**Task goal:** Filter these entries, keeping only lines that hold the word "panel".

Content starts

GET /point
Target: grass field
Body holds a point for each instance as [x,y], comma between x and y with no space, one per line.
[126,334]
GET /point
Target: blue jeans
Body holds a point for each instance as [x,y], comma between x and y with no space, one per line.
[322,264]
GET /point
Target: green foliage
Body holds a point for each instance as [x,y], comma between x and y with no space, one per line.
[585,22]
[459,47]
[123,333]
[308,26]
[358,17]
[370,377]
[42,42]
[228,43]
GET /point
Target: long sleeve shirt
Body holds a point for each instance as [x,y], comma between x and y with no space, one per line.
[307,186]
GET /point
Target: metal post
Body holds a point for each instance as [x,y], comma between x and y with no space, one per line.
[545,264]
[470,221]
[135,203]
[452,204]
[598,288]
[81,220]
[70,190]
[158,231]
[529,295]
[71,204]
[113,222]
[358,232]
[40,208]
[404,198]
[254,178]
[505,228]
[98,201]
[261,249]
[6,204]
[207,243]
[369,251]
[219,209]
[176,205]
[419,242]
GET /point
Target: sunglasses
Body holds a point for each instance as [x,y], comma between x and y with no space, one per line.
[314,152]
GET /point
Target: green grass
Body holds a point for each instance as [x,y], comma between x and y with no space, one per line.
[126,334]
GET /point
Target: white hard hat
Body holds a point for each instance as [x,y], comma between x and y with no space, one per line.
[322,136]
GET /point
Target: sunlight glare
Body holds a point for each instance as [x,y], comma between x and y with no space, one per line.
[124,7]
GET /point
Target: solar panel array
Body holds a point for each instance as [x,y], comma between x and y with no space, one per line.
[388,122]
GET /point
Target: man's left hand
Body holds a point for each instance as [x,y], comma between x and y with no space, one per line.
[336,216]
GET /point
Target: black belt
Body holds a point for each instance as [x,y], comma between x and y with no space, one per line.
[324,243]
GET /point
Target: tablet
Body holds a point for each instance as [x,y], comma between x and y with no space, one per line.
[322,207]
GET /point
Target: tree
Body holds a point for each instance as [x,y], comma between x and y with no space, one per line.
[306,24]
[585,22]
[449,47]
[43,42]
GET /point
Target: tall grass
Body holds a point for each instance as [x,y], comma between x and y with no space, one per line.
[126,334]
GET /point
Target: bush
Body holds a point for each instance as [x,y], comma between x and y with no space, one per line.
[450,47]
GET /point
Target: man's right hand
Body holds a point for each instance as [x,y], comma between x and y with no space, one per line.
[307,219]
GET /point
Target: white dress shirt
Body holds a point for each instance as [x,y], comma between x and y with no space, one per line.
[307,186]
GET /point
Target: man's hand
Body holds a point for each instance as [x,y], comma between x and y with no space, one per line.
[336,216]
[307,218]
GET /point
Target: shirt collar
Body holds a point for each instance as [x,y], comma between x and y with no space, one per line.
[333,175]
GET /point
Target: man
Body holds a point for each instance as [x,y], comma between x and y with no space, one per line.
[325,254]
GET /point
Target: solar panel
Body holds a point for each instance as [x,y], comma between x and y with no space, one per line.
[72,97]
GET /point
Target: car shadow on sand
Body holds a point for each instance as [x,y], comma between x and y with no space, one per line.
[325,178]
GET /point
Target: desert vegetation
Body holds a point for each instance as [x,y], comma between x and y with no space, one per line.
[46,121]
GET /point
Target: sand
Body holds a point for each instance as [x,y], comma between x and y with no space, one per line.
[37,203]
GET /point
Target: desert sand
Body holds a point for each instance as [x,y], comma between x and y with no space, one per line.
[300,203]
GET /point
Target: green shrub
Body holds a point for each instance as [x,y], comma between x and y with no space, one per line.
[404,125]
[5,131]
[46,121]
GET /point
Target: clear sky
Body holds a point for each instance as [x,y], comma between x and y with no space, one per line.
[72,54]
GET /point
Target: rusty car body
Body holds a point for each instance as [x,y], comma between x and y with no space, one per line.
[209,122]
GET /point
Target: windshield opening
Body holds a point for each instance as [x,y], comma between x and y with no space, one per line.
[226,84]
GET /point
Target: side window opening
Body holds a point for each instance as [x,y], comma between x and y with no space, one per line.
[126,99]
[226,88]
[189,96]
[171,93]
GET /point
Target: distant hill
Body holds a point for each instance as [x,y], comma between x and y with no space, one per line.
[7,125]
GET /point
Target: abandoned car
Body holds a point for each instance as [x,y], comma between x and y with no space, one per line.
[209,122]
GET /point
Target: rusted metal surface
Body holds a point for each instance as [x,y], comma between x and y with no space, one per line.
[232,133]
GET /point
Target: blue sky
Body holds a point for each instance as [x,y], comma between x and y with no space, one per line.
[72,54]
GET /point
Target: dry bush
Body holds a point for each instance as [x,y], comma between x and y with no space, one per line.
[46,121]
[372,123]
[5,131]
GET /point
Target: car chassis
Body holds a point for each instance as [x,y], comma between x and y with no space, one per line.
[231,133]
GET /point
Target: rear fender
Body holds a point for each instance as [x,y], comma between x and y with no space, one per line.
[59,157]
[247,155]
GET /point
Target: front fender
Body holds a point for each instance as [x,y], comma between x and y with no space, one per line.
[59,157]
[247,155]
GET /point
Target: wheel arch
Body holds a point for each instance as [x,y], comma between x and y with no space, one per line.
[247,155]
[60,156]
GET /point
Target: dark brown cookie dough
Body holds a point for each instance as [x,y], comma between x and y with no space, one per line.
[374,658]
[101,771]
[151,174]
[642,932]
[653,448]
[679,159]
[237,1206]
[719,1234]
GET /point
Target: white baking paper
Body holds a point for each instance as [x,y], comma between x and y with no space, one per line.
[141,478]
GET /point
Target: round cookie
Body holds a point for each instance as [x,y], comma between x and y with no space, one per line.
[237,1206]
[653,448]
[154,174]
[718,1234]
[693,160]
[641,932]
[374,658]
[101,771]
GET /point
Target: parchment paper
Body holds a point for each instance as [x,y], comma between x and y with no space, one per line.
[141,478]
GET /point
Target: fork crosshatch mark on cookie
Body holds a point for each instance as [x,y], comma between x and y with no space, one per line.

Content ends

**Answer to this problem:**
Target: solar panel array
Target: solar panel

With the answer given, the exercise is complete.